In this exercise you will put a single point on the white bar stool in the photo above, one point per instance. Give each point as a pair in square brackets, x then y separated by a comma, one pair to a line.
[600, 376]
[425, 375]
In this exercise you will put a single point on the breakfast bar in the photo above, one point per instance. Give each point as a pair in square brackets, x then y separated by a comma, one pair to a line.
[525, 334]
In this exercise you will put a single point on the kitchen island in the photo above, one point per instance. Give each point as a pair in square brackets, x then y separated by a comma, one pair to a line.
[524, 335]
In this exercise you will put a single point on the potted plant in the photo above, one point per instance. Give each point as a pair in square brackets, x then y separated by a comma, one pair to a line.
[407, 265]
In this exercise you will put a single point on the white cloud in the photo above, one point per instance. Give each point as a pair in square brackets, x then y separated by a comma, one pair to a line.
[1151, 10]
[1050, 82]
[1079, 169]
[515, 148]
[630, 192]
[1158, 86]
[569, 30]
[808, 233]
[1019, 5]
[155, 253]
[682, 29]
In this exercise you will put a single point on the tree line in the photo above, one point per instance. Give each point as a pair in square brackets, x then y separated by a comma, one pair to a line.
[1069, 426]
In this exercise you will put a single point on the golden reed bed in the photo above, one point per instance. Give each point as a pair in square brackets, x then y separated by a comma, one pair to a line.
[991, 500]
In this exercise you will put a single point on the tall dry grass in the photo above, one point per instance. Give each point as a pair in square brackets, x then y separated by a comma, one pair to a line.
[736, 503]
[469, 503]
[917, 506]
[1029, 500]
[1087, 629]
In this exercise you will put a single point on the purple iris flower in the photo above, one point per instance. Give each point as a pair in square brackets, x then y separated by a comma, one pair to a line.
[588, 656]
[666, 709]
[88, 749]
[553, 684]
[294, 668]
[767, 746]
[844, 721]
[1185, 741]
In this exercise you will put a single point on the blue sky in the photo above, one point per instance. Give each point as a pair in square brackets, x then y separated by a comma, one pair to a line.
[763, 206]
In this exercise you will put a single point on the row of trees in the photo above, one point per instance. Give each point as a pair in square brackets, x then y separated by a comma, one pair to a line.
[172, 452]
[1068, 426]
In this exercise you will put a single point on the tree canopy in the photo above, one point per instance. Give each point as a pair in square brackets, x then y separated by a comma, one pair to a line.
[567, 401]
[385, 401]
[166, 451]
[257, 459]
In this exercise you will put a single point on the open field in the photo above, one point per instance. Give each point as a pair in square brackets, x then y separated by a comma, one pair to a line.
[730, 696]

....

**Your objective:** Rewrite the rows from the first line through the line containing "[1185, 741]", swapping "exercise" for "activity" and leaving everything else unchanged.

**Output for this exercise:**
In this activity you will put a single point on the white bar stool in the photo above, one point per instance. Give each point as a pair in square brackets, x then y separated by a comma, one pair to a line.
[600, 376]
[425, 375]
In this activity you will put a single point on the breakfast bar in the photo above, one point per instance. Give each point as a pair in square brackets, x then y separated by a comma, one pair to a line.
[525, 334]
In this activity you will put a single point on the kitchen island in the photo above, one point per instance. Give each point as a pair in square brackets, x then y separated by a comma, one pair to a line.
[524, 335]
In this activity you will put a single point on the potted plant in the photo above, one point per instance. Give each point as a pair in square brackets, x then y separated by a comma, one pair to a line.
[407, 265]
In this activity you will put a single point on the white cloud in the photo above, one point per instance. Give each point as a pair in square brackets, x then y separated by a comma, one pair to a line.
[1151, 10]
[1050, 82]
[1079, 169]
[515, 148]
[630, 192]
[1158, 86]
[569, 30]
[808, 233]
[1019, 5]
[155, 253]
[682, 29]
In this activity you will put a single point on the tree line in the photo above, one point per instance. Give each point as a pair in square brackets, x then y separated by a comma, one pair to a line.
[1069, 426]
In this activity you will put a single point on the golden reed bed in the photo above, one point per instance. Give each point as a pair in square brackets, x then y separated by a comma, one pair to a line.
[991, 500]
In this activity you will put a single point on the tall dry grass in the photo above, one point per instance. Give each point as a pair in square brackets, x then y separated by a comma, one pair to a line.
[736, 503]
[469, 503]
[917, 506]
[1029, 500]
[1087, 629]
In this activity you will put a single point on the purple iris flower in the photo above, one point per instance. Give each point as a pair in square brackets, x then y separated by a comma, one pair to a line.
[588, 656]
[666, 709]
[88, 749]
[553, 684]
[294, 668]
[767, 746]
[844, 721]
[1185, 741]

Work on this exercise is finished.